Task statement: Quote the passage on nutrition and self-care word for word, from "Weirdly throughout the" to "I get that.".
┌─ Extract to read
Weirdly throughout the whole depression to present, nutrition has been pretty much on point. Or not that weird, it's what I've worked on the most, and apparently productively, because a lot of "work" on nutrition is what my technical term for is drama—i.e., unproductive Strung und Drang, you may have seen me refer to this as the opera about the bagel. The point of this self care work is to work, to set things up to do themselves so that you can get to the business of GTD. Not judging, though! We are not helped by our environment; it is a Gotterdammerung of drama out there, swords slashing at you and clashing with each other and just everything. It's really hard to find a quiet place to build a little fire, I get that.

See also above, about the chicken and the egg. I have another idea brewing about how all these TLCs support each other, and how they can motivate each other. Also TK, also perhaps.
└─
┌─ Information provided
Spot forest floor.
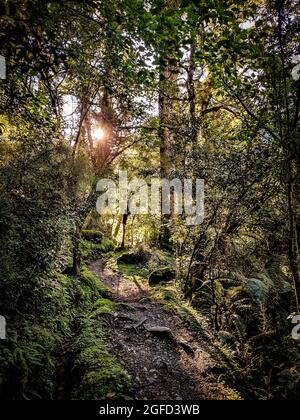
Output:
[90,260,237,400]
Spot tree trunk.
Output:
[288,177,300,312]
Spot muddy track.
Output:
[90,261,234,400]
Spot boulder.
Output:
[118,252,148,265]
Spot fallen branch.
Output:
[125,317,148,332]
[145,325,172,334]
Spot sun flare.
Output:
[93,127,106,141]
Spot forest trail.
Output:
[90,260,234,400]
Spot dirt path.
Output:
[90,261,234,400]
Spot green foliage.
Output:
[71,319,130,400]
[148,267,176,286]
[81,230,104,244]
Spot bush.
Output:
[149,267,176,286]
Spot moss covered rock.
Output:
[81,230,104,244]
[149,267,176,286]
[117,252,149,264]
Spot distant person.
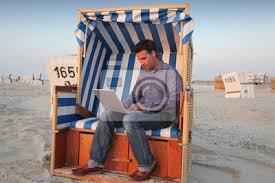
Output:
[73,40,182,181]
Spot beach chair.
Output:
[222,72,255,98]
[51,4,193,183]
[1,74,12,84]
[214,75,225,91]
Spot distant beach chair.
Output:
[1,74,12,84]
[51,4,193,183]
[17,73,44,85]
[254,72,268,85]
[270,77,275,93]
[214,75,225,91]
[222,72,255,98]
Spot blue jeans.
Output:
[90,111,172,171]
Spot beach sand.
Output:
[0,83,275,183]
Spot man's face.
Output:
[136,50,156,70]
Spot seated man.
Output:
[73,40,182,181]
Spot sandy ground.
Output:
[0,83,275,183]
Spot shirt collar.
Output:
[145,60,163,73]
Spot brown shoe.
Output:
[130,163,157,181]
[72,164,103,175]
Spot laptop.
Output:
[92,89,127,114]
└─
Answer to this problem:
Weirdly throughout the whole depression to present, nutrition has been pretty much on point. Or not that weird, it's what I've worked on the most, and apparently productively, because a lot of "work" on nutrition is what my technical term for is drama—i.e., unproductive Strung und Drang, you may have seen me refer to this as the opera about the bagel. The point of this self care work is to work, to set things up to do themselves so that you can get to the business of GTD. Not judging, though! We are not helped by our environment; it is a Gotterdammerung of drama out there, swords slashing at you and clashing with each other and just everything. It's really hard to find a quiet place to build a little fire, I get that.